*LIST OF TASKS*.
A. Translate this sentence from the opinion piece on California workers' compensation below into Spanish: "Starting a business in the 1970s was difficult, but it seems practically impossible now."
B. In the opinion piece on California workers' compensation below, reproduce verbatim the passage that opens with the words "Annual California workers" and closes with "York Times Syndicate.".

*SOURCE PASSAGE*.
[Start of Attachment]

By Raoul Lowery Contreras
When I started my first business, I got a crash course in California’s workers compensation laws. My sole employee was part-time and happened to be my college-age brother. Nonetheless, I had to pay a percentage of my payroll to the state to cover any work-related injury or illness he might incur.
Three years later, my payroll had grown to 20 employees, and the amount I paid for workers’ compensation insurance had grown to match. I was not in a position to self-insure, so for every dollar in payroll, a percentage was paid to my insurance company for a workers’ compensation insurance policy.
As a small business owner, I knew my employees personally; I worked side by side with them. They were my friends, so it seemed only right to take responsibility for any injury or illness that they suffered on the job. In the same vein, I covered half of the health insurance premiums for my employees and their families. Yes, it cut into profits, but as long as I was making enough to keep us all afloat, it was simply the decent thing to do.
Starting a business in the 1970s was difficult, but it seems practically impossible now. The unemployment rate is the highest since the Great Depression, there is far less money being spent on non-essentials, and state-imposed regulations and restrictions are burdensome. What’s more, small business owners and would-be entrepreneurs have to contend with a surprisingly radical change in the workers compensation system.
Responding to the COVID-19 emergency, Gov. Gavin Newsom announced Executive Order N-62-20, allowing any employee who contracted COVID-19 to be covered by workers’ compensation regardless of whether or not the exposure was actually work-related. This is called a “rebuttable presumption,” or more bluntly, holding businesses guilty until proven innocent.
But why should a business be responsible if the illness isn’t work related? That is not how the system has evolved for over a century in California. Why change it?
This change could prove to be a major mistake for California. By eliminating the burden of proof, this executive order opens the floodgates for false claims, which in turn will affect employees genuinely in need of coverage. The additional premium cost alone is estimated to be $1.2 billion. Coming at a time when our communities desperately need the government’s support, funneling money into reforming a system that was already working just fine is hardly the best use of funds.
And now we hear that the state legislature is considering memorializing this order, or even worse expanding it. Now is not the time for the legislature to push through more costly requirements for small businesses in our state. With the economy on the precipice, we need to relieve businesses of onerous expenses.
In the past few months, small businesses have had to adjust to employees being laid off, working from home, illness, lost sales and a host of security and structural issues. Adding a new financial burden could bring many to the brink of closure. According to the National Federation of Independent Businesses, six in 10 businesses may close due to the impacts of the coronavirus.
Annual California workers compensation cost businesses$23.5 billion before the governor’s executive order. It’s a vital service, no doubt about it. But implementing an expensive change that has the potential to hurt the very businesses it’s trying to help does not inspire confidence nor does it make sense. If anything, for small business owners, it’s just one more hurdle to recovery.
Raoul Lowery Contreras is a Marine Corps veteran, political consultant and author of the new book White Anglo-Saxon Protestants (WASPS) & Mexicans. His work has appeared in the New American News Service of the New York Times Syndicate.

[End of Attachment]

Saved entries:
[Start of Attachment]

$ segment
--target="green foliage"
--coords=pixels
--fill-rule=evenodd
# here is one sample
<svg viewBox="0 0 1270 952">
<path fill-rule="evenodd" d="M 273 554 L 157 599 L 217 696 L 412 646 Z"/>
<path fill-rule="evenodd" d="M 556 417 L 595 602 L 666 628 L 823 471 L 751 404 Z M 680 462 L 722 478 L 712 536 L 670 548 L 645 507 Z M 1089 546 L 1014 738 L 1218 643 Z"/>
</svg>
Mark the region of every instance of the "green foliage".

[End of Attachment]
[Start of Attachment]

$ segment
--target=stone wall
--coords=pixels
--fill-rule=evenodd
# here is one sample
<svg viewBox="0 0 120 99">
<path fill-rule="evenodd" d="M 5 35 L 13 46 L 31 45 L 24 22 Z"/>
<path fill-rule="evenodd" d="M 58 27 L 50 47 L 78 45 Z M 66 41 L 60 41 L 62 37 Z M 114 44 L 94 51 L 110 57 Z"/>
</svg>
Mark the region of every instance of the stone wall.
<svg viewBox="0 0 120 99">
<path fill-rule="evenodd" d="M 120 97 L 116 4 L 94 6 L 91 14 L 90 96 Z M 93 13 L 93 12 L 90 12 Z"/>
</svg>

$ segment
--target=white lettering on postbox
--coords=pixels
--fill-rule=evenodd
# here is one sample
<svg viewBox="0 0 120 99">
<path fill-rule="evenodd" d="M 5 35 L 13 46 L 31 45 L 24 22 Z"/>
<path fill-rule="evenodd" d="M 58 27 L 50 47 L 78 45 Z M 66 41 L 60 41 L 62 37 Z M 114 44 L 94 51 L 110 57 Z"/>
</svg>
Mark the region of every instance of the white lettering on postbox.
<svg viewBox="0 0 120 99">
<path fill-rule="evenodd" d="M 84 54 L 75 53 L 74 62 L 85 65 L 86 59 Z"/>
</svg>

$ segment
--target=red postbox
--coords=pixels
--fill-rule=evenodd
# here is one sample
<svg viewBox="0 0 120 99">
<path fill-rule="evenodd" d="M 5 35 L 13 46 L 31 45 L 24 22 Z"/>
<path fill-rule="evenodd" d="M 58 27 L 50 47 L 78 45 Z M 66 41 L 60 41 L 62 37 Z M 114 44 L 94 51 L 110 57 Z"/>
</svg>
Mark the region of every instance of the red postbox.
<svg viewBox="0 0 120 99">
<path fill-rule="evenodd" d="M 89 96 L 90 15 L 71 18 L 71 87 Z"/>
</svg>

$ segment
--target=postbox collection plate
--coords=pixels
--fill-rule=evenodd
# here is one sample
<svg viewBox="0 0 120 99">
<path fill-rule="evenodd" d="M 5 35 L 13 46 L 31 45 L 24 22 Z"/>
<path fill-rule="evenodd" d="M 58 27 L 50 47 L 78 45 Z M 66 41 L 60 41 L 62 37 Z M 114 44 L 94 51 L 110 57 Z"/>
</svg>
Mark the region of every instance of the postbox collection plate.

[End of Attachment]

*PROBLEM SOLUTIONS*.
A. Empezar un negocio en la década de 1970 era difícil, pero ahora parece prácticamente imposible.

B.
Annual California workers compensation cost businesses$23.5 billion before the governor’s executive order. It’s a vital service, no doubt about it. But implementing an expensive change that has the potential to hurt the very businesses it’s trying to help does not inspire confidence nor does it make sense. If anything, for small business owners, it’s just one more hurdle to recovery.
Raoul Lowery Contreras is a Marine Corps veteran, political consultant and author of the new book White Anglo-Saxon Protestants (WASPS) & Mexicans. His work has appeared in the New American News Service of the New York Times Syndicate.